**Document section:**

After the war, Painter stayed in Washington as a correspondent, bureau chief, lobbyist, and political activist. He exercised influence as clerk of the House Committee on Post Office and Roads for ten years. He reported for the Philadelphia Inquirer, the New York Sun, the New-York Tribune, the Chicago Republican, and the Washington Post. During the Gilded Age of the 1870s and 1880s, Painter became an influential Washington lobbyist, best known for his connections to powerful railroad and shipyard magnates. He allegedly used his skills as an investigative journalist to uncover secrets and essentially blackmail corrupt politicians and business executives into supplying him with payoffs and insider trading information in exchange for his silence. Painter was implicated in the Crédit Mobilier scandal and allegedly sought a cut of the monies circulating to buy support for legislation backing the Alaska Purchase. His peers in the press gallery denounced him as Uriah Heep, "after that crawling impersonation of meanness" in the novel David Copperfield. Painter retired from the press corps in 1885 under a cloud of scandal, though never publicly accused or prosecuted for any crimes.

Throughout his life, Painter's investments and startup companies flourished. His West Chester businesses included the Delaware and Atlantic Telegraph and Telephone Company, the West Chester Telegraph Company, the West Chester Opera House at Horticultural Hall, his father's lumber company, and an ice company. He constructed the first telegraph lines in West Chester and hired one of the nation's first female telegraphers, Emma Hunter. He was among the first investors to fund and promote Thomas Edison's phonograph and Alexander Graham Bell's telephone, and he helped organize the first telephone company in Washington, D.C. He built the Lafayette Square Opera House in 1895. Under the auspices of industrialist Thomas A. Scott, he planned and organized the construction of the New York, Philadelphia and Norfolk Railroad. Painter was also a keen user of the latest technological inventions. One hundred of his photographs, snapped in 1889 using one of the nation's first Kodak cameras, were donated to the Library of Congress in 1949.

A lifelong adherent of the Republican Party, Painter attended every Republican National Convention from 1856 to 1896.

== Personal life ==
Painter married Belinda Avery of Mansfield, Ohio, on September 18, 1862. They had two daughters, Ellen (Ella) Avery and Alice Elise. He died from stomach cancer on October 20, 1900, in Long Branch, New Jersey, at the age of 63. Interment was in the Oaklands Cemetery outside West Chester.

The Chester County History Center holds his papers (including 27,000 telegrams dated from 1859 to 1890), which his daughters donated in 1948. The society transferred another ten thousand papers, comprising material of interest beyond the region, to the Historical Society of Pennsylvania in 1951.

**Check your understanding:**
[1] For how many years did Painter serve as clerk of the House Committee on Post Office and Roads, according to the text about Painter?
[2] Extract the passage of the text about Painter starting with "The Chester County" and going on through "Pennsylvania in 1951.".

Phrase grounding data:
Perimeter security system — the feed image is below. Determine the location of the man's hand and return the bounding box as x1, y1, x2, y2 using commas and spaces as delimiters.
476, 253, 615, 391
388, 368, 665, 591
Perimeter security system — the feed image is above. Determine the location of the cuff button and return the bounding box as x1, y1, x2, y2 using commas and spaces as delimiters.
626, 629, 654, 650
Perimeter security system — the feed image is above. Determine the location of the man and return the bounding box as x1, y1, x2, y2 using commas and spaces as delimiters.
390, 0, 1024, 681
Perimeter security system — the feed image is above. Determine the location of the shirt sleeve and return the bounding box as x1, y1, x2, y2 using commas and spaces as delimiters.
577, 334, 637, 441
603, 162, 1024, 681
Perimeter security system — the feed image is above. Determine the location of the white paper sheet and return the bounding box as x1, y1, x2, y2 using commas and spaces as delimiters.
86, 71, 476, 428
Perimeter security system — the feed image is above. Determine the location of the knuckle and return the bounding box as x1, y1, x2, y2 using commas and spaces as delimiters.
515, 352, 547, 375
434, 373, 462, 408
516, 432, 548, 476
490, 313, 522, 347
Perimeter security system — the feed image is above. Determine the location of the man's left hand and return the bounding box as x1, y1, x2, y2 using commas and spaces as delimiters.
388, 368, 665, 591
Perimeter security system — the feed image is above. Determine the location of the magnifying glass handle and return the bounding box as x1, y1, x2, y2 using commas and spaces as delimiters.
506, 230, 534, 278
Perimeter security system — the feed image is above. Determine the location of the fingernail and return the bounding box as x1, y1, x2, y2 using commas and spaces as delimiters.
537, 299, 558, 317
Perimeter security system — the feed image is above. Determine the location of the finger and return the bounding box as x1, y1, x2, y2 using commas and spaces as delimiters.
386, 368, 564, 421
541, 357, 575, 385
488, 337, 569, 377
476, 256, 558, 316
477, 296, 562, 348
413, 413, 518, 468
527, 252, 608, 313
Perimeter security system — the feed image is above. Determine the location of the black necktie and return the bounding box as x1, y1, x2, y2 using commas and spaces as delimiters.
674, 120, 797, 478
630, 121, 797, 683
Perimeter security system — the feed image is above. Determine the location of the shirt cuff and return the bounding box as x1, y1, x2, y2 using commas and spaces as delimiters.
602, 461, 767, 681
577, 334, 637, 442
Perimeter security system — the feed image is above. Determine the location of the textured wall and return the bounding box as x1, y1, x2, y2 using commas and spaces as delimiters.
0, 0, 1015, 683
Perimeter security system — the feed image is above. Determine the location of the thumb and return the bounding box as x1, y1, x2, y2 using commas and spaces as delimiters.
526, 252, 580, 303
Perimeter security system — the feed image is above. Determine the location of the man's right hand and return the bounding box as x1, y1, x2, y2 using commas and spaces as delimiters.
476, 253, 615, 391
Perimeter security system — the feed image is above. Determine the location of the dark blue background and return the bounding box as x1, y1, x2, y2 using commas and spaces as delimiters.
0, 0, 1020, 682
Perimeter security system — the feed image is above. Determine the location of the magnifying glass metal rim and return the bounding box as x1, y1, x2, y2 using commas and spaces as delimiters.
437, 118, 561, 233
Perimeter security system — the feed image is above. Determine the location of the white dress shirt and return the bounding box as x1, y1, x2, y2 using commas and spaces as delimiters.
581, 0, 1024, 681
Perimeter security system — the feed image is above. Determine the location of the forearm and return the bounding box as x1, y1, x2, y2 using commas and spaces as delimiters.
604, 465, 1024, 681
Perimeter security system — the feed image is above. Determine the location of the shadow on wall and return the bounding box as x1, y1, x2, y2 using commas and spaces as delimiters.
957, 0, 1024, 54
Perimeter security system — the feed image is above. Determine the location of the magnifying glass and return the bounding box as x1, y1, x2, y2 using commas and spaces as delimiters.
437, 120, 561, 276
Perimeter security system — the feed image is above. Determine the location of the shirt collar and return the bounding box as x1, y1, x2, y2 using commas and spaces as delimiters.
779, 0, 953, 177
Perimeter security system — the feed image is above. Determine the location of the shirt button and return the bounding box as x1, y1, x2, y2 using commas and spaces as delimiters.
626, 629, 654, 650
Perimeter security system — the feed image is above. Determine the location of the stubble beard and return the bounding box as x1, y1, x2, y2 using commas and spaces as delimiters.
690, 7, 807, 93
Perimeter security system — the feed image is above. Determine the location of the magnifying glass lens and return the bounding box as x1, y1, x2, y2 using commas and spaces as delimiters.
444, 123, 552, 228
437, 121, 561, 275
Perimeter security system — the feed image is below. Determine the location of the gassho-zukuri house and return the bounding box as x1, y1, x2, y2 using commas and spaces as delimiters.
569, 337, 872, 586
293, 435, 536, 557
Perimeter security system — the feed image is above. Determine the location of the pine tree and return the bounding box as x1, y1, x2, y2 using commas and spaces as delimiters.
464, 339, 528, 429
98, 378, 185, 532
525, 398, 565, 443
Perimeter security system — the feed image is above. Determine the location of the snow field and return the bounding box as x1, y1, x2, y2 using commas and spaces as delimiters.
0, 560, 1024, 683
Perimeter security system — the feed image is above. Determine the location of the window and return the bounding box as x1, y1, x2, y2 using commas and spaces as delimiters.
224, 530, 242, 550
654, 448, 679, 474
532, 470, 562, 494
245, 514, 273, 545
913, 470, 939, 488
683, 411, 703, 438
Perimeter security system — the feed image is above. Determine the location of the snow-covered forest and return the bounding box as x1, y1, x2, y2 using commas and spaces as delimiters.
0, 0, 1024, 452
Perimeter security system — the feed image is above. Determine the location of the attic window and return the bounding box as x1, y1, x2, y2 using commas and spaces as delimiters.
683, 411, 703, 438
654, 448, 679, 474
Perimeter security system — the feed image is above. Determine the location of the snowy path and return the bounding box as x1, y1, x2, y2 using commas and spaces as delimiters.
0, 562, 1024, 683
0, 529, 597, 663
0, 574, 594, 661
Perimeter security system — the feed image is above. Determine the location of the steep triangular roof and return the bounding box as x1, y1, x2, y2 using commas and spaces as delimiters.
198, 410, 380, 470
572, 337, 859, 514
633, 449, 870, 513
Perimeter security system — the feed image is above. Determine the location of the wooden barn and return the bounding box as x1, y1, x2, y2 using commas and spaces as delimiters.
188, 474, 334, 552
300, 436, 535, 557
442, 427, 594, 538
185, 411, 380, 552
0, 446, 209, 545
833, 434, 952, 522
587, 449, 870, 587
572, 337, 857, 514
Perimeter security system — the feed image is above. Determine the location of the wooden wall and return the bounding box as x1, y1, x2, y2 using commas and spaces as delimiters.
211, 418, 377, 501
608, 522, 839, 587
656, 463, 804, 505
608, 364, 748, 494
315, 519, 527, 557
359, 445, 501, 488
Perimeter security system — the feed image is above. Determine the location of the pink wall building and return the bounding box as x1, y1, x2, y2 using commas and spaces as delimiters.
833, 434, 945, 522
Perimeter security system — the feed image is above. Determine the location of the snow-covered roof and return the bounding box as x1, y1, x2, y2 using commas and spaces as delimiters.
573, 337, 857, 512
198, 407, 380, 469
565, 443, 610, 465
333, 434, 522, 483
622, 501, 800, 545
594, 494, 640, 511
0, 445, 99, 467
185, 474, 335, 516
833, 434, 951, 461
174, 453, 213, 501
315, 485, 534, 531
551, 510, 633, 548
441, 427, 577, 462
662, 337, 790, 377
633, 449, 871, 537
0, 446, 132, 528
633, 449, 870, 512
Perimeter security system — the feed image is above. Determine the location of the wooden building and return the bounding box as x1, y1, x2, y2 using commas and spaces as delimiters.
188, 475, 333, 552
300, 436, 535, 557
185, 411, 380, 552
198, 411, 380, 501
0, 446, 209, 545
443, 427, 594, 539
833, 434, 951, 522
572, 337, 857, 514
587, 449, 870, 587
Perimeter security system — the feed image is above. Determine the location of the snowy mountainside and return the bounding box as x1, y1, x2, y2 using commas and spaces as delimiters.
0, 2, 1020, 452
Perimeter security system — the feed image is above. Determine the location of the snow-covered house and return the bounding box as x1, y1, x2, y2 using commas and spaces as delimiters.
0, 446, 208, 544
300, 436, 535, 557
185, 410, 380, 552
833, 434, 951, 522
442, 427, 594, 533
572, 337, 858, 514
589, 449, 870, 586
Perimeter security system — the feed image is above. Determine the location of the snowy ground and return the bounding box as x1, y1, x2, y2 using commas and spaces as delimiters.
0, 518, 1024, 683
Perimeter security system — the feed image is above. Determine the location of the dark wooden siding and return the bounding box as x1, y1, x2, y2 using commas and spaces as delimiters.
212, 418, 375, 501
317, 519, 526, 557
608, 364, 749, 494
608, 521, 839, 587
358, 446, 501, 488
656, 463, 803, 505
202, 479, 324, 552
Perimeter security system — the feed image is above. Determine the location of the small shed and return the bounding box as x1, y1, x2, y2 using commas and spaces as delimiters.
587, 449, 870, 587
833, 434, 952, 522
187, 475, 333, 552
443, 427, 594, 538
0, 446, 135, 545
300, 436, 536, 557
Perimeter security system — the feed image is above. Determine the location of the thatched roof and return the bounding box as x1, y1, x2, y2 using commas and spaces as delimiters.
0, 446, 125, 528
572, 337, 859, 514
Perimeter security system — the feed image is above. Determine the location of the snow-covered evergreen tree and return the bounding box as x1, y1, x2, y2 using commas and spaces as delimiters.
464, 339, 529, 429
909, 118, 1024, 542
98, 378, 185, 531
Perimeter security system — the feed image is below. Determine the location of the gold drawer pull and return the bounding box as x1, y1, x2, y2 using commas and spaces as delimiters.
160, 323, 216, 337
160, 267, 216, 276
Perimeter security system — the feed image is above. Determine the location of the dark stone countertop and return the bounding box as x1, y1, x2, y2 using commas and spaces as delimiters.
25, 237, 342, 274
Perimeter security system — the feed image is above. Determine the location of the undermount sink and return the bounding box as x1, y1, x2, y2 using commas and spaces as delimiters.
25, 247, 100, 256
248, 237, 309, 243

**Expected results:**
[1] Ten years.

[2]
The Chester County History Center holds his papers (including 27,000 telegrams dated from 1859 to 1890), which his daughters donated in 1948. The society transferred another ten thousand papers, comprising material of interest beyond the region, to the Historical Society of Pennsylvania in 1951.